— start of Passage provided —

One thing I do agree with is that the crafting system could have been done a lot better and was made way too expensive at lower levels. Although they said that this change was being put into patch 1.03
 
Tobold, I seem to remember you arguing that there was no real money to be made on the AH. I couldn't help agreeing with you at the time I read the post. Turns out we were both wrong. I thought I'd share my experience.


I've played the game for a little over 100 hours now. I think I played about 60 hours in the week of release (took time off work) but since then have been playing much more casually.

Last night I sold two rare items I found for $20 each. I also put up a pair of boots for $40 dollars. There were similar cheaper boots for $30 that undercut me, but as of this morning they had sold. My boots are now the lowest priced on the RMAH with those stats, the next cheapest being $80. I'm optimistic my boots will sell.

I don't suspect these prices to be sustainable. Once Blizzard adds the ability to cancel and re-list items prices will plummet towards equalibrium.

But I think it's resonable to expect many players to pay for an annual sub to wow with AH winnings.
 
@Vims: The AH reduces randomness in the rewards, and that dilutes the operant conditioning effect of the game. Your rewards, mainly in the form of gold, are directly proportional to the time you play. Kinda like an hourly wage.

— end of Passage provided —
— start of Provided material —

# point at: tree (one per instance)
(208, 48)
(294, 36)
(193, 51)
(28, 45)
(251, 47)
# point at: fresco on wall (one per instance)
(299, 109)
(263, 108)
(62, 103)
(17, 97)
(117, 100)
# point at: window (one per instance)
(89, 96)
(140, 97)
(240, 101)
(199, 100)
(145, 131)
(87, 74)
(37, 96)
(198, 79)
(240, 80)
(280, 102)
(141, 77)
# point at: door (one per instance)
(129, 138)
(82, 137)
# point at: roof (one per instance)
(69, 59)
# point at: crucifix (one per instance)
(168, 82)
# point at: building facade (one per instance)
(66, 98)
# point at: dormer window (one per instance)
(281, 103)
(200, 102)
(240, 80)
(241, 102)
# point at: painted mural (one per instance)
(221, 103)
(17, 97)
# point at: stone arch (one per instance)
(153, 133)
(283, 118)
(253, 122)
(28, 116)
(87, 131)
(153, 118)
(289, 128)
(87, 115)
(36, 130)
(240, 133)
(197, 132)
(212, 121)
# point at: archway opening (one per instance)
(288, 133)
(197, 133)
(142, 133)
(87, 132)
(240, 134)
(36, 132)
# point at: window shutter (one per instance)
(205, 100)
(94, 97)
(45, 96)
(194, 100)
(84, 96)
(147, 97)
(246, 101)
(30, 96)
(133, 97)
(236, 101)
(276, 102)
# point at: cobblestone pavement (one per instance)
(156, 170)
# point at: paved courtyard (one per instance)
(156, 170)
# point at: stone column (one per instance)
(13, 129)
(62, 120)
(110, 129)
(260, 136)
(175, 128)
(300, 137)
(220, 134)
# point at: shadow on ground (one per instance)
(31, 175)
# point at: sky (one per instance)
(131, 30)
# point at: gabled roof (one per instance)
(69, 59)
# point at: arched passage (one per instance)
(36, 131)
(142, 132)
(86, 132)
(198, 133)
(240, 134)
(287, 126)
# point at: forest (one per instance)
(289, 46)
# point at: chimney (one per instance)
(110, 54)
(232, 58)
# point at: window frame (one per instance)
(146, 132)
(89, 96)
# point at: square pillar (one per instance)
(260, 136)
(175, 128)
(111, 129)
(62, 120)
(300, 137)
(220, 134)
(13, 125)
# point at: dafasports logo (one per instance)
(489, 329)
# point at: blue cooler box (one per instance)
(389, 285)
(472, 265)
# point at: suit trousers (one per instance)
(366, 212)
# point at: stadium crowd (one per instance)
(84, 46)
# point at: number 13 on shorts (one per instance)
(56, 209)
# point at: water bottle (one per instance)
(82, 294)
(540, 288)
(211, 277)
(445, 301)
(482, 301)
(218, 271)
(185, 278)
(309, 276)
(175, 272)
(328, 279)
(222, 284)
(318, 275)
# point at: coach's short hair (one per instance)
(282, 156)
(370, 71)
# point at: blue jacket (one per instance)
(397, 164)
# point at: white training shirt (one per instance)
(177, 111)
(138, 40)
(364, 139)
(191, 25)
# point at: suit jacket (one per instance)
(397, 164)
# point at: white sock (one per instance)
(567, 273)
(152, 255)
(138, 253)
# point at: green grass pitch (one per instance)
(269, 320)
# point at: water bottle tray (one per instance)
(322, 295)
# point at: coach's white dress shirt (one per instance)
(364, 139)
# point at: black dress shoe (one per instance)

— end of Provided material —

**Written request**
Copy out the auction house discussion word for word, starting at "I've played the" and ending at "boots will sell.". You won't need the items to do this.

**Complete response**
I've played the game for a little over 100 hours now. I think I played about 60 hours in the week of release (took time off work) but since then have been playing much more casually.

Last night I sold two rare items I found for $20 each. I also put up a pair of boots for $40 dollars. There were similar cheaper boots for $30 that undercut me, but as of this morning they had sold. My boots are now the lowest priced on the RMAH with those stats, the next cheapest being $80. I'm optimistic my boots will sell.